• _TASK DIRECTIONS_: Please extract every line in the listing below that contains the string "palm". Uppercase and lowercase count as different.

Excerpts of location labeling data:

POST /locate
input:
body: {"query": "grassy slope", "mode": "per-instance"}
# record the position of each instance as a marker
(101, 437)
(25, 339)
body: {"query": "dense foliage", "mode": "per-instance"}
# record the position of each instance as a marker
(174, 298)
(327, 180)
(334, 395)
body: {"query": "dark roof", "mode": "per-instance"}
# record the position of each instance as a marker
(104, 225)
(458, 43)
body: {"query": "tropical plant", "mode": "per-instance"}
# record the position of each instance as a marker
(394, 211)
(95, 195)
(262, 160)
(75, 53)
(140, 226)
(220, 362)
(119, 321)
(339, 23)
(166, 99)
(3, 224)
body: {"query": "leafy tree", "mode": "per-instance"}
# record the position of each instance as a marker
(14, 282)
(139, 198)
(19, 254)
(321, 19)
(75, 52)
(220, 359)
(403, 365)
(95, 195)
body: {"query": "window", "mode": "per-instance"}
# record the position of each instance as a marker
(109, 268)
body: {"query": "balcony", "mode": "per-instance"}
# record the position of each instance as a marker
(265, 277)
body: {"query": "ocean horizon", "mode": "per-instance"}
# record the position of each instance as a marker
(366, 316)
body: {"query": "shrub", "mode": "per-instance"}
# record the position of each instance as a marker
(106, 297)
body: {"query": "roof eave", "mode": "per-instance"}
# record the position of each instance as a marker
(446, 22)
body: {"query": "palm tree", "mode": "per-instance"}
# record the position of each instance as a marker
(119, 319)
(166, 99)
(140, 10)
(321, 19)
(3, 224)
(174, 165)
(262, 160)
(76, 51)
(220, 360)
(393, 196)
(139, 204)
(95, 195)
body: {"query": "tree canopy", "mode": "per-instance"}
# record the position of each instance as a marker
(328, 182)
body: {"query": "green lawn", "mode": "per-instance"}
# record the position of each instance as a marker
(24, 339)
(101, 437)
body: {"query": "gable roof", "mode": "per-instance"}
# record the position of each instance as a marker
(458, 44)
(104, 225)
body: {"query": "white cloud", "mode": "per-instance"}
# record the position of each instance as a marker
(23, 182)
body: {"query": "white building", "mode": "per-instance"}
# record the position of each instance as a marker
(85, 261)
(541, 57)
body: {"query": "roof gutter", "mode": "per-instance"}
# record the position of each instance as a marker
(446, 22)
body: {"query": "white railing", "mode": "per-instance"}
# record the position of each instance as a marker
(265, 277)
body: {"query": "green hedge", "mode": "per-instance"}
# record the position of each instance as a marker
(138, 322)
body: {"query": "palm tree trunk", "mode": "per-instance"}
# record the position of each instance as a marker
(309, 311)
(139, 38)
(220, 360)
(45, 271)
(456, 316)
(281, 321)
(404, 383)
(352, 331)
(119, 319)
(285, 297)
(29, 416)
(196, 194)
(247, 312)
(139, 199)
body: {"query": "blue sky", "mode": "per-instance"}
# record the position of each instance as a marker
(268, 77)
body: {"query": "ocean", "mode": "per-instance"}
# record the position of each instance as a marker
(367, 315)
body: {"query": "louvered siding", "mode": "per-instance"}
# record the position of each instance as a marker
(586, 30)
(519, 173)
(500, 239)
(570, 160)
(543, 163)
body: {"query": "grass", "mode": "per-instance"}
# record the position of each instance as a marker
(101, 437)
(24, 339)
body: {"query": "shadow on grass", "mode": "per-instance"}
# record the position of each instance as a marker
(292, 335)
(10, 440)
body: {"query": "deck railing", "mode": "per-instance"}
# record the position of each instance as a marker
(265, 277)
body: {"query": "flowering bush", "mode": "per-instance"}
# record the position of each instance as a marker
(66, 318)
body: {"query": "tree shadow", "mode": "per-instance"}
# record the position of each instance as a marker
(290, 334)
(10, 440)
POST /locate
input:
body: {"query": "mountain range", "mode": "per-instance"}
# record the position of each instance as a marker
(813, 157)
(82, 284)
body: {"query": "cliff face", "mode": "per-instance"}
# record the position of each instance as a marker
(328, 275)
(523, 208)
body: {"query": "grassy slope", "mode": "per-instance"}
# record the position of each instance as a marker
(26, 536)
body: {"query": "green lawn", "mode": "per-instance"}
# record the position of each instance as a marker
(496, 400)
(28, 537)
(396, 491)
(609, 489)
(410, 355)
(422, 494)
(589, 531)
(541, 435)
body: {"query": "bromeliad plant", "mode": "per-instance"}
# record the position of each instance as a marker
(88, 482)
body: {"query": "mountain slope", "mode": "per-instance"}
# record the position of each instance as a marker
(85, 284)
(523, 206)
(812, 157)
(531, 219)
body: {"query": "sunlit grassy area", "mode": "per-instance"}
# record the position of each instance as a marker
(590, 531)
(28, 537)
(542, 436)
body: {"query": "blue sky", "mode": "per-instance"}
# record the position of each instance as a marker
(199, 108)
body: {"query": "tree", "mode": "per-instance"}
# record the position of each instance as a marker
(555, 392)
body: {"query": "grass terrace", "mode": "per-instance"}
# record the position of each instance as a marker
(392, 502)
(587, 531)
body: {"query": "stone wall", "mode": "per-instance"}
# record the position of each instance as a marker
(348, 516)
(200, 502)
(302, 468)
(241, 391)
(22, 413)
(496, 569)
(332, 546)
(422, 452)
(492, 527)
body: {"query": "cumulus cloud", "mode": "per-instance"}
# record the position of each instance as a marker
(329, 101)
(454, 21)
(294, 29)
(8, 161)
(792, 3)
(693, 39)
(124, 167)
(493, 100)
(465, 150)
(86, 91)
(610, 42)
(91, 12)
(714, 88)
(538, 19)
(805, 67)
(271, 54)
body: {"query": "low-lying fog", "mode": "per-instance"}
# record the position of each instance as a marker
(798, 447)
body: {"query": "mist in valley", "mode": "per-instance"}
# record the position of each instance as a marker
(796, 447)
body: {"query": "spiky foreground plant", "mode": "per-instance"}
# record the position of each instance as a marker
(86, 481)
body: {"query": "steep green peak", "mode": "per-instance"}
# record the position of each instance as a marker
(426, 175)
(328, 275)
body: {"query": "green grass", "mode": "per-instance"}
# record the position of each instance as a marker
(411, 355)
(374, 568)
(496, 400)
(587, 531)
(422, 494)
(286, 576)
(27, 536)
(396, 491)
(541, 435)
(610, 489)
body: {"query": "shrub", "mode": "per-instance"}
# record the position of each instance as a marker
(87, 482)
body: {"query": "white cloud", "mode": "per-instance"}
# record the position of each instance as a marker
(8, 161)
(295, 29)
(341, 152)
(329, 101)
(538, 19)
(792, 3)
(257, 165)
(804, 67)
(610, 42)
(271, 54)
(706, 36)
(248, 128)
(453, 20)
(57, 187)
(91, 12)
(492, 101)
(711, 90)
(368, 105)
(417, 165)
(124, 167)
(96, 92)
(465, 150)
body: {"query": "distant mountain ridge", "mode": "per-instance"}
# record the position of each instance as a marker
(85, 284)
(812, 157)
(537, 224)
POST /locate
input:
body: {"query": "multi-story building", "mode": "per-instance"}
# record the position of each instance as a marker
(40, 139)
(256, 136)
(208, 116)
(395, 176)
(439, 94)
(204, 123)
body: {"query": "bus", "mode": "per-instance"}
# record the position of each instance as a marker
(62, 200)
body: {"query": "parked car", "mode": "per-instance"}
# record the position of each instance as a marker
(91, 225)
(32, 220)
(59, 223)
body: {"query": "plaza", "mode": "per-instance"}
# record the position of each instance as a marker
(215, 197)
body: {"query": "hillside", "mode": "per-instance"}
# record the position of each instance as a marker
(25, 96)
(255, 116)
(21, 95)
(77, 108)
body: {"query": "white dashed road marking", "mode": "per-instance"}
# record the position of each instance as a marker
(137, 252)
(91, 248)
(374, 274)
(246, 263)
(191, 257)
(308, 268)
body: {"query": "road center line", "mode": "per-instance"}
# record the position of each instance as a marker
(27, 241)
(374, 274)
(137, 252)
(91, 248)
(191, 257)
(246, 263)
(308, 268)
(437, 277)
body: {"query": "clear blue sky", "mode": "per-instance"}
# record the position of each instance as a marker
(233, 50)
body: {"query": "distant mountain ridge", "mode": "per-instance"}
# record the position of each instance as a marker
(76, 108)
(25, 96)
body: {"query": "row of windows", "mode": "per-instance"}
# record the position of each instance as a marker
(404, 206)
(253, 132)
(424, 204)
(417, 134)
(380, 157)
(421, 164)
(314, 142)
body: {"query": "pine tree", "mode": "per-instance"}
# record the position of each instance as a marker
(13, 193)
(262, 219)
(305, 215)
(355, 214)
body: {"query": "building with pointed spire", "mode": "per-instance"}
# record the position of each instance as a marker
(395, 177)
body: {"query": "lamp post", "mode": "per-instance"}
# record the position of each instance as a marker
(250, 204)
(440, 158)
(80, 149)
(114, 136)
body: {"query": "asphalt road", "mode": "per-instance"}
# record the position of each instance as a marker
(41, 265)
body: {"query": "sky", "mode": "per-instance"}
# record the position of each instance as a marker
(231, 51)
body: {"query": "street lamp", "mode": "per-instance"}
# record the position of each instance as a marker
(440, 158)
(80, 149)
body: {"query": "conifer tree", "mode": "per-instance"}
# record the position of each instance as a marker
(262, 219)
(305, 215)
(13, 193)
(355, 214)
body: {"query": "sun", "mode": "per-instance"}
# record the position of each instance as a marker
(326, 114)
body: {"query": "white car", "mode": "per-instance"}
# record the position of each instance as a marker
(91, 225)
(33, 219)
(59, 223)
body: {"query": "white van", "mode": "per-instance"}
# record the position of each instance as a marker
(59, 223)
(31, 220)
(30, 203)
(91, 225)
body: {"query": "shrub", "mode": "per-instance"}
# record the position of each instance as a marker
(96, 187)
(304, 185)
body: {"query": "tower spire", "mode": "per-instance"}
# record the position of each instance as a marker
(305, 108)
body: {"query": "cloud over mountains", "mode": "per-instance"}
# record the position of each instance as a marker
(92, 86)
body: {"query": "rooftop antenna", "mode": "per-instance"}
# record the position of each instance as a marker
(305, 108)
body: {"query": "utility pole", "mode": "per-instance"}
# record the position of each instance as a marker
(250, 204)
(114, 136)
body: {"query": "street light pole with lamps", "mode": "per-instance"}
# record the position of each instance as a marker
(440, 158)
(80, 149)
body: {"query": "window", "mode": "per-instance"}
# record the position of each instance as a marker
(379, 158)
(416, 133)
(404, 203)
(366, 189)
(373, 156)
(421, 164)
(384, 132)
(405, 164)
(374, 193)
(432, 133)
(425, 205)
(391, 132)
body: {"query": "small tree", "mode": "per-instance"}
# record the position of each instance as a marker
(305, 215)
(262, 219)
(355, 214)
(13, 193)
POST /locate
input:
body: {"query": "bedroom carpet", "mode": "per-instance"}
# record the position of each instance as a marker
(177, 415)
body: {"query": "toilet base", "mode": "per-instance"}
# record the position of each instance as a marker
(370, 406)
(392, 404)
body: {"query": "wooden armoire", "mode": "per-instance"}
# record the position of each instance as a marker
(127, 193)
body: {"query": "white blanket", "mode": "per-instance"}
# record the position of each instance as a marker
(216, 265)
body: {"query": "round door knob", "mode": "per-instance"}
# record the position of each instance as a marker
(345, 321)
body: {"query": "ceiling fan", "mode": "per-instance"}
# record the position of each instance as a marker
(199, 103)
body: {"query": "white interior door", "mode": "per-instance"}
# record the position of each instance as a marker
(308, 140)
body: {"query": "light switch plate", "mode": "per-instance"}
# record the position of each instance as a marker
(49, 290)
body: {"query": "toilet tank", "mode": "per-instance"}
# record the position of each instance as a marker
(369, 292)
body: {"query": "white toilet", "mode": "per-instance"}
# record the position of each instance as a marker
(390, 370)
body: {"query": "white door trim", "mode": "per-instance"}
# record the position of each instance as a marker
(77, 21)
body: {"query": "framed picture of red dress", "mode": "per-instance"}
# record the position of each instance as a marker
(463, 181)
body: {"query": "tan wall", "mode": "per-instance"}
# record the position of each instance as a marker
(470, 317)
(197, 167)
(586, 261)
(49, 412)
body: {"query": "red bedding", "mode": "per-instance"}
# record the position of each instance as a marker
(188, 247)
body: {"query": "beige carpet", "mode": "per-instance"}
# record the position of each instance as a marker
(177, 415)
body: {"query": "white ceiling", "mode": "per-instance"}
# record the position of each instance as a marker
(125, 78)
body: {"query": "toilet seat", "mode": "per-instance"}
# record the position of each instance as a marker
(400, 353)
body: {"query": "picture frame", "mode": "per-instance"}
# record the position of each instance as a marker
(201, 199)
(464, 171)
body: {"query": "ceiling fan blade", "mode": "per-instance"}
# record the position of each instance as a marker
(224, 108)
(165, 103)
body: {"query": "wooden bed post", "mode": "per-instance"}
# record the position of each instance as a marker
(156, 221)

• _EXERCISE SOLUTION_:
body: {"query": "palm tree", "mode": "per-instance"}
body: {"query": "palm tree trunk", "mode": "per-instance"}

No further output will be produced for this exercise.